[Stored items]
____________________

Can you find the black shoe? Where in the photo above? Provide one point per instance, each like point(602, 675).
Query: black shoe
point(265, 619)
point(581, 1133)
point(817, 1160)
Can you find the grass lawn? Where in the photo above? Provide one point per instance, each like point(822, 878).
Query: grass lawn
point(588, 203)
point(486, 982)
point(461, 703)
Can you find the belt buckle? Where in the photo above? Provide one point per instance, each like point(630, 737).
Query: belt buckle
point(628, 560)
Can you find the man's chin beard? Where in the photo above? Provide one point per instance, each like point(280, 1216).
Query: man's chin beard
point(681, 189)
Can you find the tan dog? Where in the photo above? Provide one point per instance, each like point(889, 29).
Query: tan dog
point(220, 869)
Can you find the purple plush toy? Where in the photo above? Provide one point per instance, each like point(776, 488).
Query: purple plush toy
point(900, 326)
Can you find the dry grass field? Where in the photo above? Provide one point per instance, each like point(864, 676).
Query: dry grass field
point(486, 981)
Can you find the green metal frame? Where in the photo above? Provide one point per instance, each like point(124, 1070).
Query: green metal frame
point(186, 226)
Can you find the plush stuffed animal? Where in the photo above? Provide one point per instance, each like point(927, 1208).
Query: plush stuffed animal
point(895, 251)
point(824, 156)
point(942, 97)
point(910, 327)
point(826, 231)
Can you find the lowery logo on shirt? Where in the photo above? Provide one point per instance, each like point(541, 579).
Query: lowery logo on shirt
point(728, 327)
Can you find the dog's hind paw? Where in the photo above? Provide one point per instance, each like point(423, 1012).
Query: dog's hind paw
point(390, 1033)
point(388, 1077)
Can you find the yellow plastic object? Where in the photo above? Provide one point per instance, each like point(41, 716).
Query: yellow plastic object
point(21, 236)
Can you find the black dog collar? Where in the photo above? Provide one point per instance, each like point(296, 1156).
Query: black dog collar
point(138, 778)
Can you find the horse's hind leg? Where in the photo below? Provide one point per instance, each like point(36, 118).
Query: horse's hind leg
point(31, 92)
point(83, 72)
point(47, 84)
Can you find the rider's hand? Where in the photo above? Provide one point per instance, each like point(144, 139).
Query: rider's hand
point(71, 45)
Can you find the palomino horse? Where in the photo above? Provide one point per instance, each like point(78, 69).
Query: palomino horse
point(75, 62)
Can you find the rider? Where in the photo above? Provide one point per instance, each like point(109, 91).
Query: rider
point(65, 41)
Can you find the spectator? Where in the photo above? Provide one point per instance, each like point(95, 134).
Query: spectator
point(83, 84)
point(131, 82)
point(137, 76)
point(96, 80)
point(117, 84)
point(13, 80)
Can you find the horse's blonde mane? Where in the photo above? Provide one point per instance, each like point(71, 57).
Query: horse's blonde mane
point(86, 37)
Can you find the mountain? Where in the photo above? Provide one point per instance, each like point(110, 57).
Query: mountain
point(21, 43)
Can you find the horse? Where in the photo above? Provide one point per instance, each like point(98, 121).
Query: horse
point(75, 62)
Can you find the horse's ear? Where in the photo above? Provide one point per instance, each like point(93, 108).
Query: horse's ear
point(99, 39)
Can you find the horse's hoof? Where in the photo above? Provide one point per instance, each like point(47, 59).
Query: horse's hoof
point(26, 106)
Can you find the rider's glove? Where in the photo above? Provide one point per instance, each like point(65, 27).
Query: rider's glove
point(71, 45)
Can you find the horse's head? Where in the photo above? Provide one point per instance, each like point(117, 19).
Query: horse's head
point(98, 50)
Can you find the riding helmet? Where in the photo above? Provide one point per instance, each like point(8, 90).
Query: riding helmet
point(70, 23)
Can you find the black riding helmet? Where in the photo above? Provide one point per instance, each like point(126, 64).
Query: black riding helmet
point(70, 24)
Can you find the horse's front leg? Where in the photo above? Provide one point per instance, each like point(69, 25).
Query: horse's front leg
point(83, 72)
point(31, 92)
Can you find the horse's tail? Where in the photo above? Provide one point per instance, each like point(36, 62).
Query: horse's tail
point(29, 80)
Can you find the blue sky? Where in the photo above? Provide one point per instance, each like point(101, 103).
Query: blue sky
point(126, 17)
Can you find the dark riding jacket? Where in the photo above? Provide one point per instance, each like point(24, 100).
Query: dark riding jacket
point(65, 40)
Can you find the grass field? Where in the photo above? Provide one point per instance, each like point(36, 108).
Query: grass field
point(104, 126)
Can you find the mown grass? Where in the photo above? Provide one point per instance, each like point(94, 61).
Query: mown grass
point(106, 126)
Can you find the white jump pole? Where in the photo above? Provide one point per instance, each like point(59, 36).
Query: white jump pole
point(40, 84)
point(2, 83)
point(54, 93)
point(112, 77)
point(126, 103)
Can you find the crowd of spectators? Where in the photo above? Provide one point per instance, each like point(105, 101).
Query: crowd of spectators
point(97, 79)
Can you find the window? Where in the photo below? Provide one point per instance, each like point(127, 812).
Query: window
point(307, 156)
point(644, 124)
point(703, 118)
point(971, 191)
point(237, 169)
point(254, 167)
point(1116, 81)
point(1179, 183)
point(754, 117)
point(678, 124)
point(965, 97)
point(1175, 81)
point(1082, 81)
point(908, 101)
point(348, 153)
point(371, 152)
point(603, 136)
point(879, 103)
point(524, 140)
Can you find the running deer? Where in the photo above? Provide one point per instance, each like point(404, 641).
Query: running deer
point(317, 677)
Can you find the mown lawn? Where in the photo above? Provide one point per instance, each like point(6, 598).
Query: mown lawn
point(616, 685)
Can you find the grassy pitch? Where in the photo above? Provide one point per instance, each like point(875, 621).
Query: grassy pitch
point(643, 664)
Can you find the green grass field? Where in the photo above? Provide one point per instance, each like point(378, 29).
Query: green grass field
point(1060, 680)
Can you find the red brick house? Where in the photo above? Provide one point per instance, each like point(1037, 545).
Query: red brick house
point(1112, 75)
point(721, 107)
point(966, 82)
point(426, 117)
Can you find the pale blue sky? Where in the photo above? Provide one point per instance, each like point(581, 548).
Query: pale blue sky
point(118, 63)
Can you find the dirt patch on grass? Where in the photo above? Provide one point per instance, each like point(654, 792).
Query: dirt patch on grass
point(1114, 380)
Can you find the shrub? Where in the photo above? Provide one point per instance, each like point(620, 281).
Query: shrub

____________________

__Brief__: Each line of the material must be restated exactly.

__Exercise result__:
Can you find the black shoe? Where in the photo above? Provide one point per instance, each like point(602, 675).
Query: black shoe
point(265, 619)
point(581, 1133)
point(817, 1160)
Can you find the grass lawn? Where in the photo above? Provide one point per instance, each like point(822, 878).
Query: grass lawn
point(588, 203)
point(486, 982)
point(461, 703)
Can you find the belt buckle? Where in the photo above? Provide one point per instance, each like point(630, 737).
Query: belt buckle
point(628, 560)
Can you find the man's chin beard? Where in the photo above? Provide one point per instance, each like point(280, 1216).
Query: man's chin beard
point(681, 189)
Can you find the tan dog? Where in the photo above? Provide one point per instance, each like point(889, 29).
Query: tan dog
point(220, 869)
Can you find the purple plush toy? Where in the photo above? Provide one point per instance, each like point(776, 488).
Query: purple plush toy
point(900, 326)
Can you find the dry grass field? Where in the photo above? Provide one point per instance, each like point(864, 676).
Query: dry grass field
point(486, 981)
Can you find the green metal frame? Where in the photo above? Provide one point per instance, each like point(124, 1070).
Query: green metal frame
point(186, 226)
Can you find the plush stuffed animal? Where in the photo above? Provide one point per instance, each like point(927, 1208).
Query: plush stuffed animal
point(895, 251)
point(824, 156)
point(942, 97)
point(910, 327)
point(826, 231)
Can you find the lowery logo on shirt? Where in the photo above? Provide one point per instance, each like point(541, 579).
Query: lowery logo on shirt
point(728, 327)
Can you find the dog's hind paw? Where in the photo above? Provide one point per instance, each like point(423, 1012).
Query: dog's hind paw
point(390, 1033)
point(388, 1077)
Can you find the yellow plastic object? Where in the photo above? Provide one point per instance, each like point(41, 716).
Query: yellow plastic object
point(21, 236)
Can you find the black dog collar? Where in the photo above? Provide one point per instance, each like point(296, 1156).
Query: black dog collar
point(138, 778)
Can you find the horse's hind leg? Where in the photo below? Provide one point per instance, each like point(36, 118).
Query: horse's hind leg
point(31, 92)
point(83, 72)
point(47, 84)
Can you find the rider's hand? Where in the photo above? Provide one point per instance, each like point(144, 139).
Query: rider's hand
point(71, 45)
Can you find the palomino horse? Where in the photo above? Provide one point per instance, each like point(78, 69).
Query: palomino horse
point(75, 62)
Can you find the rider? Where in the photo above? Provide one point per instance, each like point(109, 91).
Query: rider
point(65, 41)
Can you find the spectator? Where in the photo above? Provide one point per instance, each like point(95, 134).
Query: spectator
point(83, 84)
point(131, 82)
point(137, 76)
point(96, 80)
point(117, 84)
point(13, 80)
Can you find the horse's blonde mane? Where in the photo above? Provide one point per instance, each like point(71, 57).
Query: horse's blonde mane
point(86, 37)
Can you find the mountain? Where in the photo above? Provide one point per instance, each like point(110, 57).
Query: mountain
point(21, 43)
Can you find the horse? Where in the photo above? Provide one point per instance, each like point(98, 121).
Query: horse
point(75, 62)
Can you find the horse's ear? Where in the photo above? Provide one point per instance, each like point(93, 108).
Query: horse's ear
point(99, 39)
Can you find the horse's hoof? Where in the photo above? Provide one point per instance, each like point(47, 59).
Query: horse's hoof
point(26, 106)
Can you find the rider's glove? Where in the photo above? Provide one point per instance, each like point(65, 27).
Query: rider's glove
point(71, 45)
Can you find the horse's head? Where in the photo above? Provide one point per instance, each like point(117, 19).
Query: horse's head
point(98, 50)
Can you find the riding helmet? Where in the photo above? Provide one point per instance, each like point(8, 90).
Query: riding helmet
point(70, 23)
Can you find the black riding helmet? Where in the photo above? Provide one point per instance, each like point(126, 64).
Query: black riding helmet
point(70, 24)
Can you find the horse's front leg? Where in the photo above? Provide one point per instance, each like point(69, 25).
Query: horse's front leg
point(83, 72)
point(31, 92)
Can you find the horse's tail? Where in the photo above? Provide one point per instance, each like point(36, 62).
Query: horse's tail
point(29, 80)
Can you find the blue sky? Where in the photo above? Provide one point per instance, each like point(101, 103).
Query: blue sky
point(126, 17)
Can you find the dark riding jacket? Where in the photo above? Provide one point per instance, each like point(24, 100).
Query: dark riding jacket
point(65, 40)
Can you find the grass field? Where in the photo above? Provide one point per instance, each like point(36, 108).
Query: grass field
point(104, 126)
Can you find the mown grass? Where in the photo above? Provide one point per instance, each like point(94, 61).
Query: mown grass
point(106, 126)
Can you find the white jump pole? Where in the photo above? Provide one point per instance, each like point(59, 36).
Query: white jump pole
point(40, 84)
point(2, 83)
point(54, 93)
point(112, 77)
point(126, 103)
Can you find the crowd of spectators? Where in the photo above? Provide one point per instance, each like point(105, 101).
Query: crowd of spectators
point(97, 79)
Can you find the window? Where in the photo below? Provide one point per instance, each like point(127, 812).
Query: window
point(307, 156)
point(644, 124)
point(703, 118)
point(971, 191)
point(237, 169)
point(254, 167)
point(1116, 81)
point(1179, 183)
point(754, 117)
point(678, 124)
point(965, 97)
point(1175, 81)
point(1082, 81)
point(908, 101)
point(348, 153)
point(371, 152)
point(603, 136)
point(879, 103)
point(524, 140)
Can you find the running deer? Where in the photo above? Provide one point per instance, each like point(404, 641).
Query: running deer
point(317, 677)
Can you find the mown lawn? Where in the photo above? Provide one point per instance, each like point(6, 598).
Query: mown lawn
point(616, 685)
Can you find the grassy pitch? Where in the photo above? Provide one point per instance, each like point(875, 621).
Query: grassy pitch
point(643, 664)
Can you find the green grass field? Where in the photo above? Provide one point per instance, each like point(378, 29).
Query: green grass field
point(1060, 680)
Can you find the red brick house? Where in the photo above? Provide one point per instance, each like point(1037, 545).
Query: red brick house
point(1112, 75)
point(721, 107)
point(966, 82)
point(426, 117)
Can you find the pale blue sky? Where in the photo above? Provide one point per instance, each like point(581, 548).
Query: pale blue sky
point(118, 63)
Can you find the dirt patch on grass? Where in the photo above? Provide one point per instance, each like point(654, 792).
Query: dirt patch on grass
point(1114, 380)
Can you find the shrub? Where in the photo above? Provide one point per instance, each like point(620, 281).
Query: shrub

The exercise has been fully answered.